Collection entries
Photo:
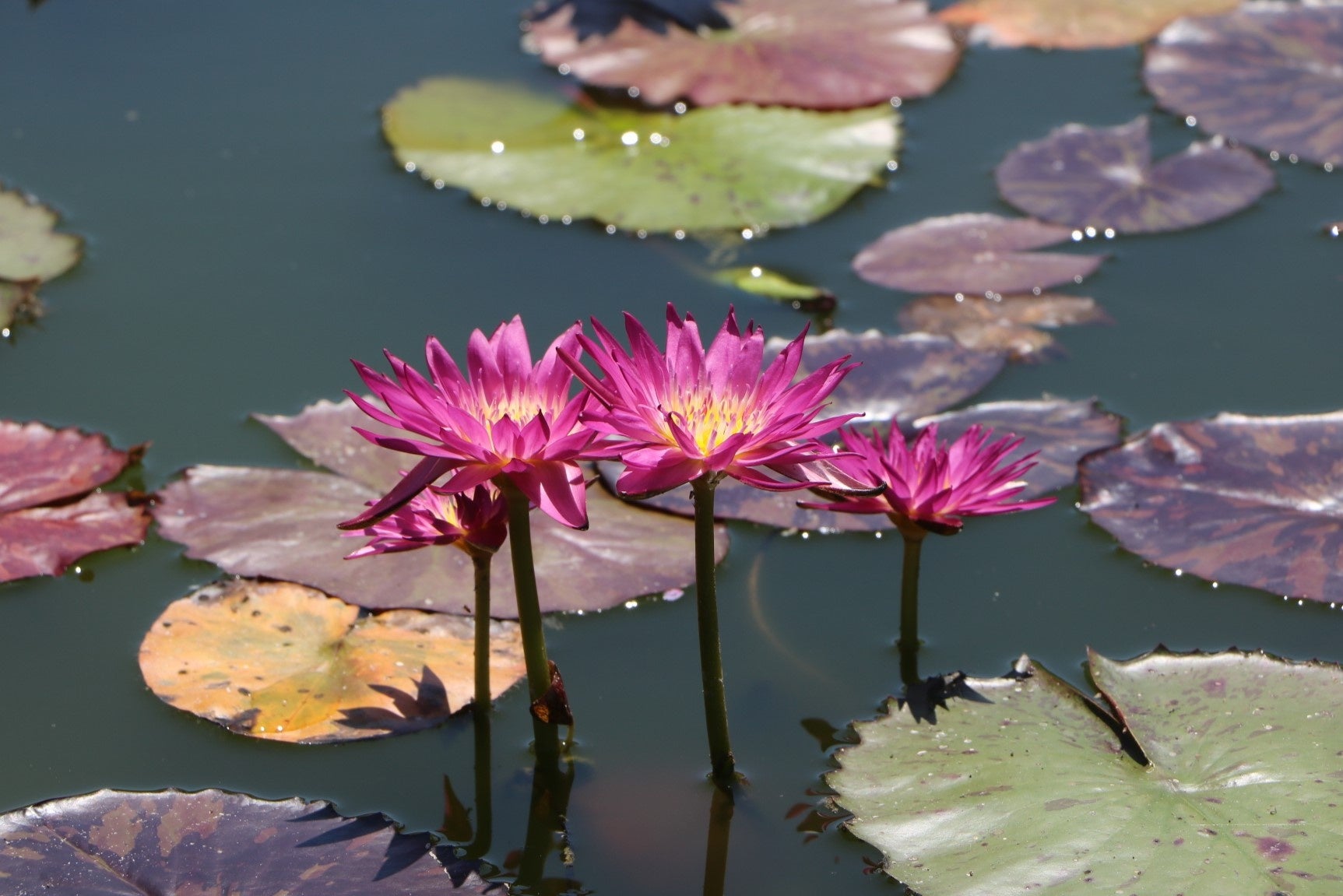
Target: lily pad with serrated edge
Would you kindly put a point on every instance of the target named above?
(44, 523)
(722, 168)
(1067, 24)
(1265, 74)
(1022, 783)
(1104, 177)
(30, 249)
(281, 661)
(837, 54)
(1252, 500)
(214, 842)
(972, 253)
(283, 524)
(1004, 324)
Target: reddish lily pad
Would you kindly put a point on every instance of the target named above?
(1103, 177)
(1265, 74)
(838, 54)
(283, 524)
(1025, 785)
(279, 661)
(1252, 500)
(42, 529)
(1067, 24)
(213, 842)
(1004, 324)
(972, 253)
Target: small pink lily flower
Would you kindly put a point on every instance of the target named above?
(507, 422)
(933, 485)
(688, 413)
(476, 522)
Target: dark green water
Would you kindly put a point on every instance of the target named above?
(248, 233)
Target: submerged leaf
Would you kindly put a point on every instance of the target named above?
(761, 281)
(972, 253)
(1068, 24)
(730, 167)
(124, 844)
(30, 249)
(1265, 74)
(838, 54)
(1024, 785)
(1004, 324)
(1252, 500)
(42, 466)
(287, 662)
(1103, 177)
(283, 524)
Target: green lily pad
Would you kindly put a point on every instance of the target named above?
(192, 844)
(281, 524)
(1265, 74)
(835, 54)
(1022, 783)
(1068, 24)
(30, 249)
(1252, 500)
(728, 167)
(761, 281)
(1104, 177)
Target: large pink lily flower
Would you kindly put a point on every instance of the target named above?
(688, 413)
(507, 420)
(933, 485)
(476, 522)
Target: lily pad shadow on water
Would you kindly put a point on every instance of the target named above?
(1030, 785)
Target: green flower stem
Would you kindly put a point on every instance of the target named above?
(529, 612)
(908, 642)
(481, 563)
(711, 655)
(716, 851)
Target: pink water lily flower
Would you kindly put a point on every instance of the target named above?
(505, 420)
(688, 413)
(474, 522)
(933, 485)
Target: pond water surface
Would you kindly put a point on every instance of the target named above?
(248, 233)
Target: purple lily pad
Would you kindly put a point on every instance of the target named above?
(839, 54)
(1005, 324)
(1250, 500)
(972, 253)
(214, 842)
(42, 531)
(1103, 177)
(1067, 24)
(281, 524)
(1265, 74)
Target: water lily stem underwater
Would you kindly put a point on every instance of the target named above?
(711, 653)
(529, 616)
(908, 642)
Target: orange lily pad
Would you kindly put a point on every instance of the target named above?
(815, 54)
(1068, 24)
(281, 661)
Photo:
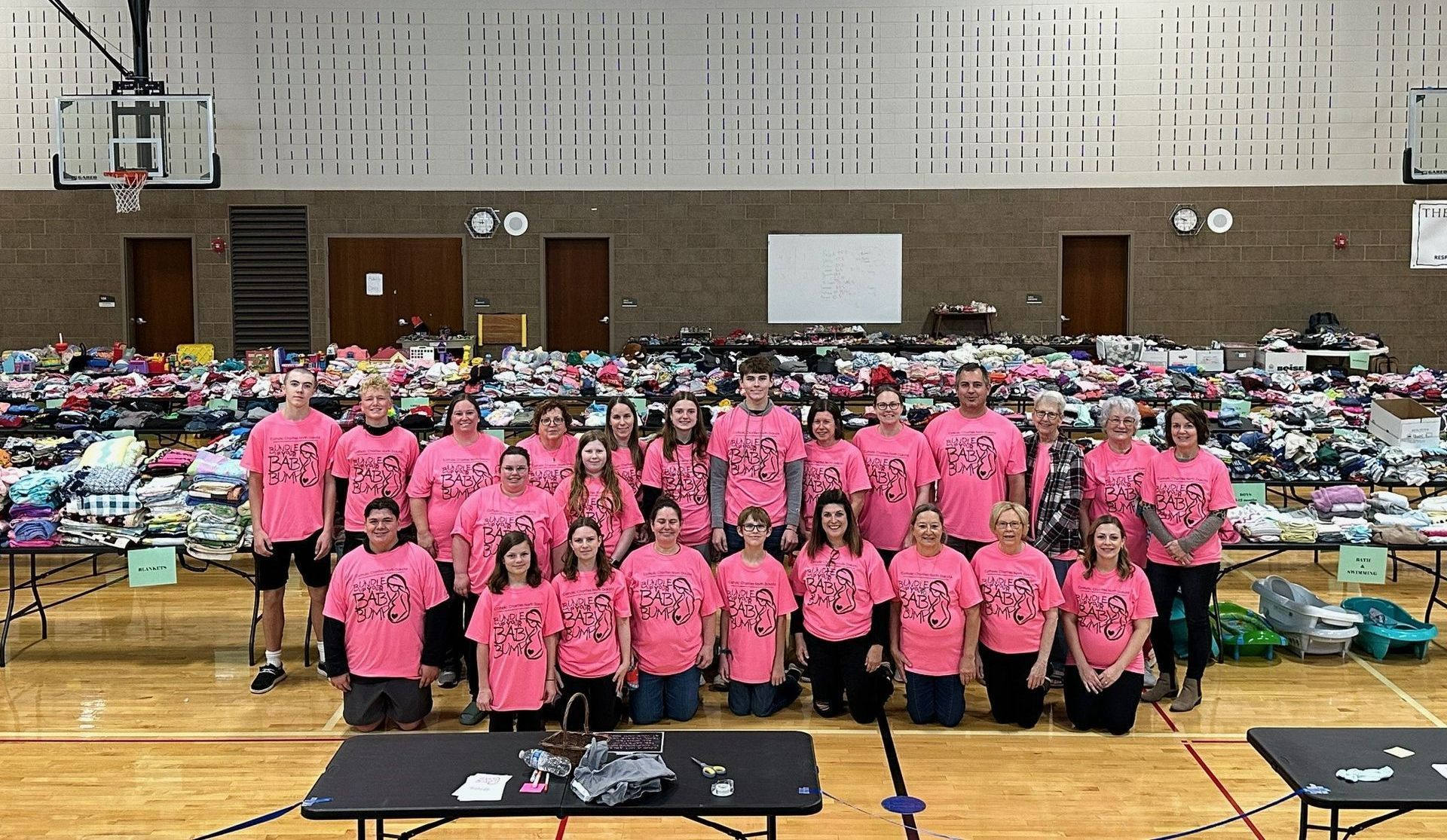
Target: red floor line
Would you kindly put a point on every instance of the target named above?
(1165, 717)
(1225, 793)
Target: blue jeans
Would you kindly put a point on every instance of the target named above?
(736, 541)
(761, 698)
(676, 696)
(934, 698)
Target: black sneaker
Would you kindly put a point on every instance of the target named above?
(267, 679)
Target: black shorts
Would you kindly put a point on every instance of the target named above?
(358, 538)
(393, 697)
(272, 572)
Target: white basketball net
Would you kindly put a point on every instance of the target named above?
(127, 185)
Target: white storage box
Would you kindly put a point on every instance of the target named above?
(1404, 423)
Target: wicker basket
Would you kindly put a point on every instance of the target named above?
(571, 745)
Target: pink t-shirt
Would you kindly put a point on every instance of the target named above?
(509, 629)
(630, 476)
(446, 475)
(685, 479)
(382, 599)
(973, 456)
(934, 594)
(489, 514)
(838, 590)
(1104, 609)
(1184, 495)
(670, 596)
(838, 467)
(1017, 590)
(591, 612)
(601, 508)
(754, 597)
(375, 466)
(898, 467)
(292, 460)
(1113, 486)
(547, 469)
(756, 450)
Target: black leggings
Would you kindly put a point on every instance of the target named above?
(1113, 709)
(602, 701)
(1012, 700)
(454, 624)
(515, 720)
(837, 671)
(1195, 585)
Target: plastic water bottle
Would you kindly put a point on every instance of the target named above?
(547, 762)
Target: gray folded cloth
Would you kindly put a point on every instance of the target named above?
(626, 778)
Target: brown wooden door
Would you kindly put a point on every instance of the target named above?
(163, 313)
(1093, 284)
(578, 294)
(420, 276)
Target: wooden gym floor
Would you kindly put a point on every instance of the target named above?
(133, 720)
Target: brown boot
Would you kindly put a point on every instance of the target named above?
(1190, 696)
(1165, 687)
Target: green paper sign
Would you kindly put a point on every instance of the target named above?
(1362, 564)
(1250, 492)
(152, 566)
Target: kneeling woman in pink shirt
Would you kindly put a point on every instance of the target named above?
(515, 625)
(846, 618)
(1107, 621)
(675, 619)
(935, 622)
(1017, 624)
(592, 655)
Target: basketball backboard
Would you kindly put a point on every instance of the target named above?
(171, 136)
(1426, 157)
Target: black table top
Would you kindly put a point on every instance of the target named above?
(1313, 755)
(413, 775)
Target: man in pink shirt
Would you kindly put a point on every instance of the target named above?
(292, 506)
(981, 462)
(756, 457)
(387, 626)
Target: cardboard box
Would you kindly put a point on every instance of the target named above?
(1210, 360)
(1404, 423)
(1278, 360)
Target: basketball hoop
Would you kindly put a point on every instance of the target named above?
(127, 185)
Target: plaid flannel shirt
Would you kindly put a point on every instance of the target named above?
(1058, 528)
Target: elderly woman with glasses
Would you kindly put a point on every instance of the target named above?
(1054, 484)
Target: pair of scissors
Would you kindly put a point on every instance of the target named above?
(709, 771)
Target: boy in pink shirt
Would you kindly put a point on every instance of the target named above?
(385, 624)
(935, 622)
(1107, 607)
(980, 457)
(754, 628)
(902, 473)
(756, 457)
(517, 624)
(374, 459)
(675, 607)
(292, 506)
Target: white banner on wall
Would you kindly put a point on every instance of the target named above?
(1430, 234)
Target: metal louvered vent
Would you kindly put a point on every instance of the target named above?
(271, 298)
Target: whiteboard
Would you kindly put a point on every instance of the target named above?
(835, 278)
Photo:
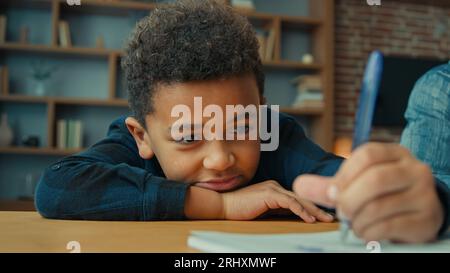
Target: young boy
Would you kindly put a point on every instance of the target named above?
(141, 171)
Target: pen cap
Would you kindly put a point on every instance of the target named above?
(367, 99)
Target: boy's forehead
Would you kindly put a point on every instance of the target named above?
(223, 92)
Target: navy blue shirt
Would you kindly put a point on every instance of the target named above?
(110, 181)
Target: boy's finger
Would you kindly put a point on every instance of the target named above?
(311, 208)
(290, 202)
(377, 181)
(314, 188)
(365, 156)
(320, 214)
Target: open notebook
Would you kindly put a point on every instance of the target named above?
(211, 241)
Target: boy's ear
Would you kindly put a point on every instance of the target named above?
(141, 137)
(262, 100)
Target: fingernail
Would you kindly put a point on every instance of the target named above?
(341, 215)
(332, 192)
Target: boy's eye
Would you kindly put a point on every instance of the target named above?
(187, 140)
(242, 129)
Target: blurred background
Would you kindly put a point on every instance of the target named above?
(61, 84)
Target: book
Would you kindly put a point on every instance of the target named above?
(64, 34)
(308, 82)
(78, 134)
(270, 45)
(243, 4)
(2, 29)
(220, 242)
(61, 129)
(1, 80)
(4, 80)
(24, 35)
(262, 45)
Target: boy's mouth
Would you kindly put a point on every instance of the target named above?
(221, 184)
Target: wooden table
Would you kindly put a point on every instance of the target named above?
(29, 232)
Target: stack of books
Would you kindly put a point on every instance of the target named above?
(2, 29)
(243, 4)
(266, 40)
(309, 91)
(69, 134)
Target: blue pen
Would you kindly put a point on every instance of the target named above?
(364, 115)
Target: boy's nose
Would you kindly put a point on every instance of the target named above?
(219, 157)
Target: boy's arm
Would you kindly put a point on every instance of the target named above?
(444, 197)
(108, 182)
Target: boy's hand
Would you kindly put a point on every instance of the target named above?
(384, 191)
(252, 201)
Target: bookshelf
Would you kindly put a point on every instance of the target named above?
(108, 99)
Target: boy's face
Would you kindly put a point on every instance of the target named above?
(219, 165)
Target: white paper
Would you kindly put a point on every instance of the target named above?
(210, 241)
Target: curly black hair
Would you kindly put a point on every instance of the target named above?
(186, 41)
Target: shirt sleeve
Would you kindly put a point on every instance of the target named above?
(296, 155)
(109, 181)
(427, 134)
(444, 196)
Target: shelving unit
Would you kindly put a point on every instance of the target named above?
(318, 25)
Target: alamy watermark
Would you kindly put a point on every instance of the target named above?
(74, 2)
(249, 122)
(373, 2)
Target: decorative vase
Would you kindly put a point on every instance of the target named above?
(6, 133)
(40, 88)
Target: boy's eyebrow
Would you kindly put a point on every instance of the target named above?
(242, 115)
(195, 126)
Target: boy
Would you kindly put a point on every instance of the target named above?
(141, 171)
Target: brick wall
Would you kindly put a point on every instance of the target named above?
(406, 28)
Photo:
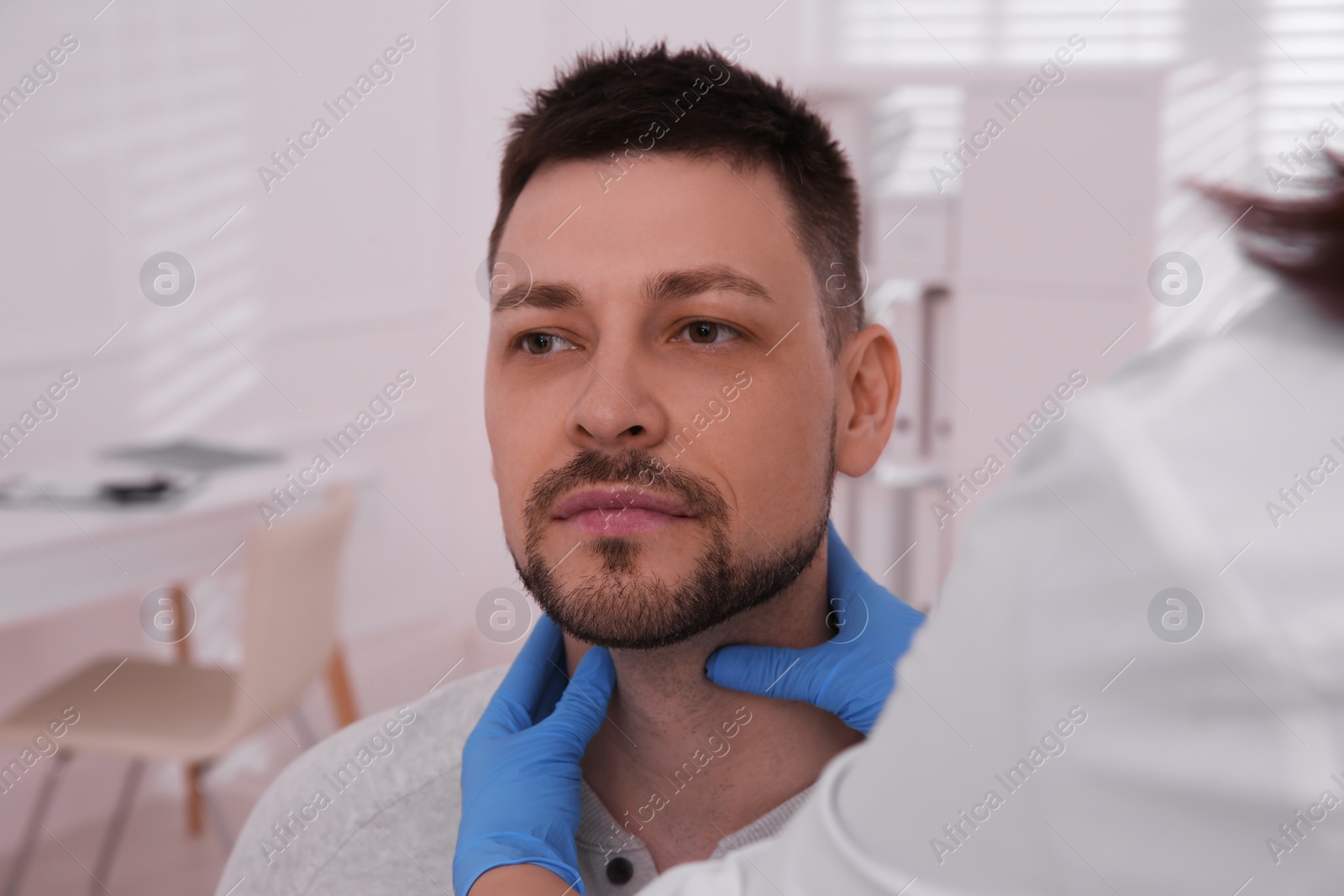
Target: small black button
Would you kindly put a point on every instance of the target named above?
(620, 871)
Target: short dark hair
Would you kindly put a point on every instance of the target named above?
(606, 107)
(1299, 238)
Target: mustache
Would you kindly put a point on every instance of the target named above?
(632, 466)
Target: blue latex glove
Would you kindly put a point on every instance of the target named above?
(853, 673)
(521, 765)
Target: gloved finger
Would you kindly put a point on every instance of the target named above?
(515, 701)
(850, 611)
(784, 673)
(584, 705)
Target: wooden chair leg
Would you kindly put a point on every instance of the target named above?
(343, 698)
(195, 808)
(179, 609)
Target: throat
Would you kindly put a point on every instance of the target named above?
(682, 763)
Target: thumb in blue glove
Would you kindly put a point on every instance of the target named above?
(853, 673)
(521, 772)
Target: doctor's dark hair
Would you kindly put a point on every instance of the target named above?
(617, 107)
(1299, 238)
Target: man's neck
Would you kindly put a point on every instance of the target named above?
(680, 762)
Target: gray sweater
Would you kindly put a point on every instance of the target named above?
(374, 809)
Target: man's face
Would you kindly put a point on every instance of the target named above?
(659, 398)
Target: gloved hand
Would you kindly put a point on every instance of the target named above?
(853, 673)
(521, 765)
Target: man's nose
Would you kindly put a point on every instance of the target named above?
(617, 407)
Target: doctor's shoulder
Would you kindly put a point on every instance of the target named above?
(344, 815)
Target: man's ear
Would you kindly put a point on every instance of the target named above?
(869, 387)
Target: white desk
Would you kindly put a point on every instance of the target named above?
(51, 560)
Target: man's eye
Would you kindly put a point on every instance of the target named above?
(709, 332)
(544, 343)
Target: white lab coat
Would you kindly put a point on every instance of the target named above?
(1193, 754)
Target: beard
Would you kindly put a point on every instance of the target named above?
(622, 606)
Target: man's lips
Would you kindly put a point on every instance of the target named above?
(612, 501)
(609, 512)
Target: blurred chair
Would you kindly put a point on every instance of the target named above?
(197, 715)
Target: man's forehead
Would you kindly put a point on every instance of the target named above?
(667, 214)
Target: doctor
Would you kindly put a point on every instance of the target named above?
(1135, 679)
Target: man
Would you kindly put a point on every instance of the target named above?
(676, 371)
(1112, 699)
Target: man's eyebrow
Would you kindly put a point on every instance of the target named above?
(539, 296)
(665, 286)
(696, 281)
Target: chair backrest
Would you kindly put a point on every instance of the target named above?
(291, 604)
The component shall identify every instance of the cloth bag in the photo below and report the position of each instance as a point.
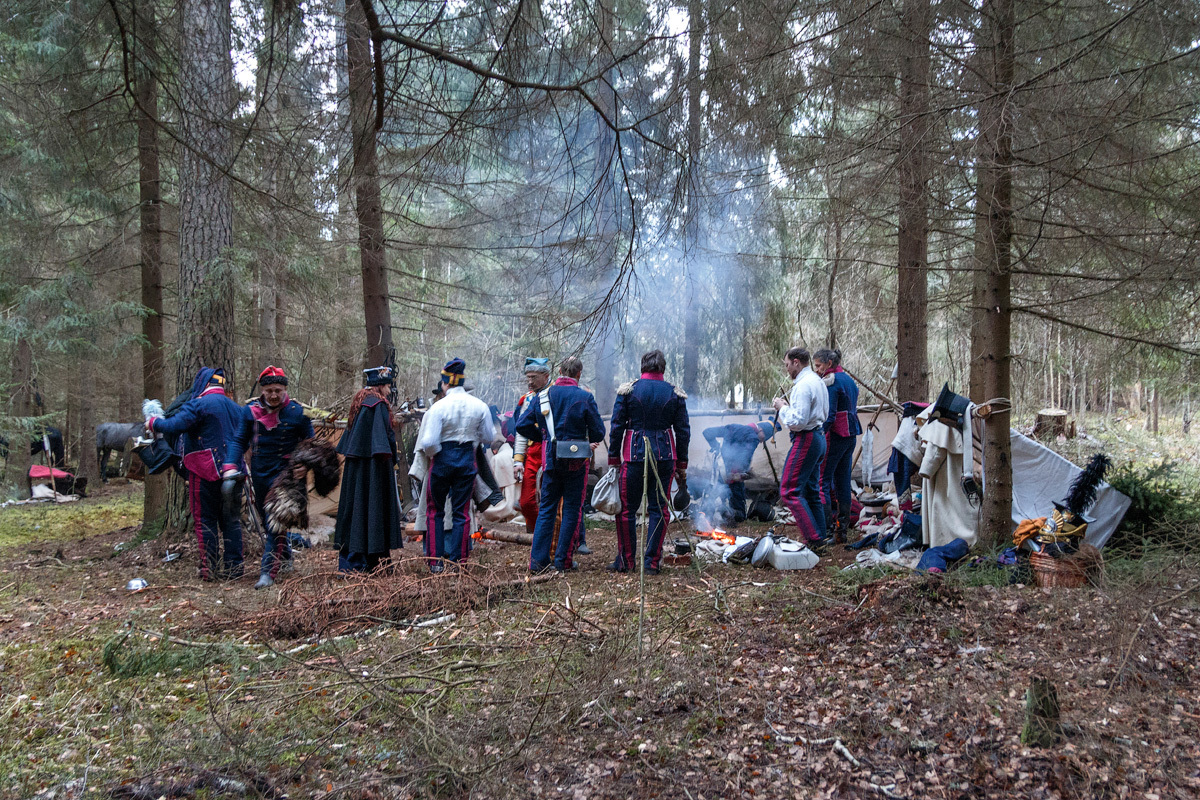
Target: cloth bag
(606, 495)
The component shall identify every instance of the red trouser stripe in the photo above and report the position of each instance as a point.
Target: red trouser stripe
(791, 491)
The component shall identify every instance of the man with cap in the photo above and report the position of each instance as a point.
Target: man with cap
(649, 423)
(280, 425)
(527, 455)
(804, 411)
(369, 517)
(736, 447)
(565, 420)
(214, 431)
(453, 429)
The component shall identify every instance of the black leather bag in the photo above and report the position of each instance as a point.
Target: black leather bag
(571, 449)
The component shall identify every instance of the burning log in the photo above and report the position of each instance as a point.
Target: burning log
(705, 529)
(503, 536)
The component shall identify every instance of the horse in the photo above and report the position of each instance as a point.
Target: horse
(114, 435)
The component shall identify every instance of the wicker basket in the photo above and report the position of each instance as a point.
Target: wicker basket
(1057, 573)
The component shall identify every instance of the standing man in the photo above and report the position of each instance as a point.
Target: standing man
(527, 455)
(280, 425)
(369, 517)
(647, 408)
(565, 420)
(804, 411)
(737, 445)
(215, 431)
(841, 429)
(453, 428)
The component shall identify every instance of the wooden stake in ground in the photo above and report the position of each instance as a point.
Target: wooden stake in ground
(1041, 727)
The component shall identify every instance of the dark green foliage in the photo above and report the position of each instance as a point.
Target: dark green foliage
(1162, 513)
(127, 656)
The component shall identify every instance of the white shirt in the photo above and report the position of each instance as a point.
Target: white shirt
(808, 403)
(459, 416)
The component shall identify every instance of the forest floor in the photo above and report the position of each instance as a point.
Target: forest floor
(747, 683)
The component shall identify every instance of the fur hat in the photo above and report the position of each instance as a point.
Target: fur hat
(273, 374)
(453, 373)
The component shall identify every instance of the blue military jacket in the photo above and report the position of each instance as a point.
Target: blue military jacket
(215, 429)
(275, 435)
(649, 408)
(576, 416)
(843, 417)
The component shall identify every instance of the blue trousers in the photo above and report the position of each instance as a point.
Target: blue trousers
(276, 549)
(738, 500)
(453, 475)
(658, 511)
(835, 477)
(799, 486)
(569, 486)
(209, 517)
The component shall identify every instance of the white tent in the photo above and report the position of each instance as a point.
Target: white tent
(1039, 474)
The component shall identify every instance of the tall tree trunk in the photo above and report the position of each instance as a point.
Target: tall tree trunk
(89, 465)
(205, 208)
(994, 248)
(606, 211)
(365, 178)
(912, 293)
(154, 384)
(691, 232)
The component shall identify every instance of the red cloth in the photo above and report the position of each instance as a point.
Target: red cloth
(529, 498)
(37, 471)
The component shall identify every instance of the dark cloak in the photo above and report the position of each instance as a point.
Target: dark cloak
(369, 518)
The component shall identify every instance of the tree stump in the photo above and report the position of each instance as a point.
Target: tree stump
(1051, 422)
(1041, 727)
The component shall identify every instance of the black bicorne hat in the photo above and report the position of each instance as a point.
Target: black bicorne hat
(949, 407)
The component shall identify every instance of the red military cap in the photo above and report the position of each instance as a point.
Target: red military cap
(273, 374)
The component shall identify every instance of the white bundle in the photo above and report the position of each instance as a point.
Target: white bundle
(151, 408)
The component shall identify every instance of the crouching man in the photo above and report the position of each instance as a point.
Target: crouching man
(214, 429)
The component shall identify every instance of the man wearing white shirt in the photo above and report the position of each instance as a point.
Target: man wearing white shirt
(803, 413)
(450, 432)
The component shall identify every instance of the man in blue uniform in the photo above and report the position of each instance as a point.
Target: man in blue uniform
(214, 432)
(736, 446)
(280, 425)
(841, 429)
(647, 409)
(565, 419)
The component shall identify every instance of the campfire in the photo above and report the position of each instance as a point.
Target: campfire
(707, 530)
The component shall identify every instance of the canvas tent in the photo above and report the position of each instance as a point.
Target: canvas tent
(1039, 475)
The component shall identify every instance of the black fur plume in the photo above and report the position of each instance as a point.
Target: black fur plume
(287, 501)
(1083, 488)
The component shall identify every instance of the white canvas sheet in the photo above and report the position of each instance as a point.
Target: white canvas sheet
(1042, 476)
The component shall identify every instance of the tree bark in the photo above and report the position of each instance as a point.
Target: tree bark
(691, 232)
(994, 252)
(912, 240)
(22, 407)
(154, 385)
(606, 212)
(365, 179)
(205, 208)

= YOUR INSTRUCTIONS =
Reproduce without change every line of the entries above, from the one containing "The component shall identify every instance of the crouching" through the last.

= WRITTEN ANSWER =
The component shall identify every instance of the crouching man in the photo above and report the position of each instance as a point.
Target: crouching man
(214, 429)
The component shall identify every instance of the man wearing white shirt in the photo above and report the position of each instance as a point.
Target: man wearing white shirt
(803, 413)
(450, 432)
The component shall identify every instance of the man in blue uniform in the photo above and report the position of each instance as a point.
Target: man in blue uniform
(214, 432)
(736, 446)
(280, 425)
(841, 429)
(647, 409)
(565, 419)
The component shall identify every instance of the campfire in the photo above and report the position of each instance as a point.
Target: campfire
(707, 530)
The component shall identify every instance of the canvas tent in the photo above and report the position of each instance as a point.
Target: canvas tent
(1039, 475)
The component shall identify every instance of the black fur plume in the photo above and report the position of each instance as a point.
Target: black fur plume
(287, 501)
(1083, 488)
The component shall identify every instance of the white canvas sheet in the photo above and report the position of each instance as a point.
Target: white canvas sheet
(1042, 476)
The component shall identify every instance of the tree bark in the photo above and report the position of each instance as a point.
Target: tree bark
(691, 232)
(994, 252)
(912, 240)
(22, 407)
(154, 385)
(606, 212)
(365, 179)
(205, 208)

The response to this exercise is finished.